> **Exercise**
Present each line of the records below as a numbered list, leaving out blank lines.

> **Given entries**
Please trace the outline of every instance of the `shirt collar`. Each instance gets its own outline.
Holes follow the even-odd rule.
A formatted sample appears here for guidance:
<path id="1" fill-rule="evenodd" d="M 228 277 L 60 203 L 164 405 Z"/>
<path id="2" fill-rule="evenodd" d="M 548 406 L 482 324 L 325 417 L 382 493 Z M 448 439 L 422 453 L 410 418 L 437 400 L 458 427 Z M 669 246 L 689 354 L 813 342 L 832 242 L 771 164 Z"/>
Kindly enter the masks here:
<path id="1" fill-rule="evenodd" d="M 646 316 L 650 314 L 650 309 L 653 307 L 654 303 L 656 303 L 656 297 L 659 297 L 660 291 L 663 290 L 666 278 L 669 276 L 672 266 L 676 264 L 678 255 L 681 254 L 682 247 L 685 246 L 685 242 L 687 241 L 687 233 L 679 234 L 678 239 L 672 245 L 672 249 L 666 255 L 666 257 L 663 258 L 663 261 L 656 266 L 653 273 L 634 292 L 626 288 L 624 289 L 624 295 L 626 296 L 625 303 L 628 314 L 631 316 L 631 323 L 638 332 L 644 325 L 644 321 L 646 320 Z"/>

> **Answer to the problem**
1. Please trace the outline of every instance of the `shirt collar`. Each instance gets its own outline.
2. Holes follow the even-odd rule.
3. A formatted sample appears here for guidance:
4. <path id="1" fill-rule="evenodd" d="M 228 277 L 60 203 L 164 405 Z"/>
5. <path id="2" fill-rule="evenodd" d="M 548 406 L 482 324 L 325 417 L 382 493 Z M 448 439 L 422 453 L 410 418 L 437 400 L 458 427 Z M 669 246 L 689 354 L 813 342 L 832 242 L 771 164 Z"/>
6. Kindly enter the masks here:
7. <path id="1" fill-rule="evenodd" d="M 646 316 L 650 314 L 650 309 L 653 307 L 654 303 L 656 303 L 656 297 L 659 297 L 660 291 L 663 290 L 666 278 L 669 276 L 672 266 L 676 264 L 678 255 L 681 254 L 682 247 L 685 246 L 685 242 L 687 241 L 687 233 L 679 234 L 678 239 L 672 245 L 672 249 L 666 255 L 666 257 L 663 258 L 663 261 L 656 266 L 653 273 L 634 292 L 626 288 L 624 289 L 624 295 L 626 296 L 625 303 L 628 314 L 631 316 L 631 323 L 638 332 L 644 325 L 644 321 L 646 320 Z"/>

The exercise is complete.